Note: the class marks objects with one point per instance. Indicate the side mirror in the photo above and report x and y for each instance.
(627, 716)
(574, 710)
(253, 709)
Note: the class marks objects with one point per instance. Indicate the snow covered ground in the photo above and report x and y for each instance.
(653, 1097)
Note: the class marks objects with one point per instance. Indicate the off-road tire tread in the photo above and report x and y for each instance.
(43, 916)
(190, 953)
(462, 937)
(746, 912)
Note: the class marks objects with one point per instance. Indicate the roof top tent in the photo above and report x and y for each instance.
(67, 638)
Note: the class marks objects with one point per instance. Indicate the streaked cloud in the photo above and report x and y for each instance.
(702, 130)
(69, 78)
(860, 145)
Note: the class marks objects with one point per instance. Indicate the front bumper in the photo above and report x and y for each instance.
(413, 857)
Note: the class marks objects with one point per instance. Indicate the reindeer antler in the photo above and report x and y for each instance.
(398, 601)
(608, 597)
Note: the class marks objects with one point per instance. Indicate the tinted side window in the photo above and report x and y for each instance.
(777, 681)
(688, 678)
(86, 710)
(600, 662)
· · · · ·
**WHAT IS EXPECTED:**
Can you put all of the data above into a Markdown table with two columns, Row and Line, one numbered row per line and no blank lines?

**OUTPUT FOR THIS EXERCISE:**
| Row | Line |
|---|---|
| 1 | Note: the class marks objects with one point per instance. Indicate the side mirror in the photo above and report x and y for each instance. |
| 2 | (627, 716) |
| 3 | (574, 710) |
| 4 | (253, 709) |
| 5 | Note: the class marks objects with one point per instance. Indicate the snow covered ground in the photo above and report x and y for each instance. |
| 6 | (653, 1097) |
| 7 | Note: the class marks objects with one point per instance. Indicate the off-road tire tread in the photo above and report x and y for each instance. |
| 8 | (43, 916) |
| 9 | (190, 953) |
| 10 | (462, 937) |
| 11 | (746, 912) |
| 12 | Note: the class marks objects with one point per instance. Indicate the roof top tent in the photo above and report x and y for each instance. |
| 13 | (67, 638) |
| 14 | Note: the class marks objects with one point per instance. Indicate the streaked cloud in the photo above and report x and y for each instance. |
| 15 | (702, 130) |
| 16 | (69, 78) |
| 17 | (860, 145) |
| 18 | Note: the class marks objects with one point per instance. Indicate the front bumper in the photo above and report x and y for each instance. |
| 19 | (413, 857) |
| 20 | Note: the class marks objects with one point per instance. Indicate the reindeer antler in the photo above and report x and y for each instance. |
| 21 | (398, 601) |
| 22 | (608, 597) |
| 23 | Note: the class marks objects with one point per instance. Indicate the tinted side window in the photo above and report x and y for each instance. |
| 24 | (777, 681) |
| 25 | (688, 678) |
| 26 | (86, 710) |
| 27 | (600, 662) |